* _GIVEN REQUEST_:
Can you render the data below as a Markdown table with two columns, Number for a running count and Entry for the text of each line, leaving out any blank lines?

* _MATERIAL SHOWN_:
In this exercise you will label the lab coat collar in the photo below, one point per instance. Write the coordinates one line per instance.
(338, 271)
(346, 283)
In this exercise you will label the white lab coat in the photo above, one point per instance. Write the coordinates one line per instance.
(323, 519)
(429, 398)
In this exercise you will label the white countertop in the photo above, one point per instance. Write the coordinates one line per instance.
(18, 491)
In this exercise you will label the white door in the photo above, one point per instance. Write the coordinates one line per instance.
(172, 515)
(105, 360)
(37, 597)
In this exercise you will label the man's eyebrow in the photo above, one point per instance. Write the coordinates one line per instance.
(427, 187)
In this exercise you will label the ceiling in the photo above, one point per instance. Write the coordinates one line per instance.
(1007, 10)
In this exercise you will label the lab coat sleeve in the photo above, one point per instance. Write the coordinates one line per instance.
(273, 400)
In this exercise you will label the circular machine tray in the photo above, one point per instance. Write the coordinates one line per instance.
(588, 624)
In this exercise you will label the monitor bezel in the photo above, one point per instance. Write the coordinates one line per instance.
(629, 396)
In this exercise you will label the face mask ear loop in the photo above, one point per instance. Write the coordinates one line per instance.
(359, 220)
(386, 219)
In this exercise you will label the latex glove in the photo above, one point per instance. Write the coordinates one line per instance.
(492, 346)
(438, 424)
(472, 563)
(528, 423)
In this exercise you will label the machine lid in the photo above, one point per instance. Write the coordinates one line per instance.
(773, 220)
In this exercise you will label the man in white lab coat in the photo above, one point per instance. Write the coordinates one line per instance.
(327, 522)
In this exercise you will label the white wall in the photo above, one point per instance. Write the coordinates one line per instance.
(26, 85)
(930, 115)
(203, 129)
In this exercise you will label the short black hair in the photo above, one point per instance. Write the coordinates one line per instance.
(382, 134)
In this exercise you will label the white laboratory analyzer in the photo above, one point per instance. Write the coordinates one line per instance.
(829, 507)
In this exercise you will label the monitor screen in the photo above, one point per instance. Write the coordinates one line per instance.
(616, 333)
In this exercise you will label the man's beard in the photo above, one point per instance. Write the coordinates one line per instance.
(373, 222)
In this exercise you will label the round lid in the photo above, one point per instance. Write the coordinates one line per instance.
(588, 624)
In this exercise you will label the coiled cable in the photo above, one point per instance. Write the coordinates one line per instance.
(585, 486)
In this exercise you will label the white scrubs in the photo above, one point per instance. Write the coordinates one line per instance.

* _OUTPUT_:
| Number | Entry |
|---|---|
| 1 | In this exercise you will label the lab coat collar in the photo below, one point per instance. Write the coordinates one line per instance. |
| 2 | (338, 271) |
| 3 | (346, 283) |
| 4 | In this exercise you will label the white lab coat in the photo above, one point per instance. Write the coordinates one line per instance. |
| 5 | (323, 519) |
| 6 | (429, 398) |
| 7 | In this exercise you will label the white countertop in the photo above, one point per instance. Write the coordinates one line per instance. |
| 8 | (18, 491) |
| 9 | In this exercise you will label the white door in the photo above, one point per instance. Write the coordinates one line per instance. |
| 10 | (172, 515) |
| 11 | (105, 360) |
| 12 | (37, 597) |
| 13 | In this exercise you will label the man's eyebrow in the photo above, one point per instance. Write the coordinates one line per instance. |
| 14 | (427, 187) |
| 15 | In this exercise you will label the ceiling in the photo above, one point per instance. Write the coordinates one line per instance. |
| 16 | (1007, 10) |
| 17 | In this exercise you will label the lab coat sleeve in the photo above, one point per instance. Write the coordinates one line per instance. |
| 18 | (273, 400) |
| 19 | In this exercise you will label the circular machine tray in the photo above, one point per instance. Write the coordinates one line per instance. |
| 20 | (588, 624) |
| 21 | In this exercise you will label the monitor bezel in the photo above, one point per instance. Write the coordinates one line per instance. |
| 22 | (629, 396) |
| 23 | In this exercise you will label the face mask ear loop in the photo above, one point per instance. Write the coordinates one line per instance. |
| 24 | (359, 220) |
| 25 | (386, 219) |
| 26 | In this exercise you will label the latex glove in the photo above, one point per instance. Write the coordinates one line per instance. |
| 27 | (492, 346) |
| 28 | (438, 424) |
| 29 | (472, 563) |
| 30 | (528, 423) |
| 31 | In this exercise you will label the machine lid in the photo above, one point per instance. Write the coordinates one line per instance. |
| 32 | (773, 220) |
| 33 | In this exercise you will label the man in white lab coat in the photo above, one point per instance. Write the coordinates one line per instance. |
| 34 | (327, 522) |
| 35 | In this exercise you will label the white wall in the photo above, one point per instance. Write the coordinates one line per instance. |
| 36 | (26, 85) |
| 37 | (930, 115) |
| 38 | (203, 129) |
| 39 | In this exercise you will label the short black hair in the photo above, one point per instance. Write the coordinates one line per instance. |
| 40 | (382, 134) |
| 41 | In this exercise you will label the white laboratory analyzer in the photo above, one point per instance. Write the coordinates one line per instance. |
| 42 | (829, 507) |
| 43 | In this exercise you will label the monitor screen in the photo above, one point per instance. Write the coordinates one line per instance. |
| 44 | (616, 333) |
| 45 | In this exercise you will label the man's beard in the photo above, one point per instance. Write the coordinates one line per instance. |
| 46 | (373, 222) |
| 47 | In this exercise you will label the round lid in the photo above, one point per instance. Write the coordinates one line per instance. |
| 48 | (588, 624) |
| 49 | In this exercise you will label the coiled cable in the photo above, one point per instance. Write the coordinates one line per instance. |
| 50 | (585, 486) |
| 51 | In this exercise you will label the white scrubs in the photo above, one point per instance. Write the coordinates one line per instance. |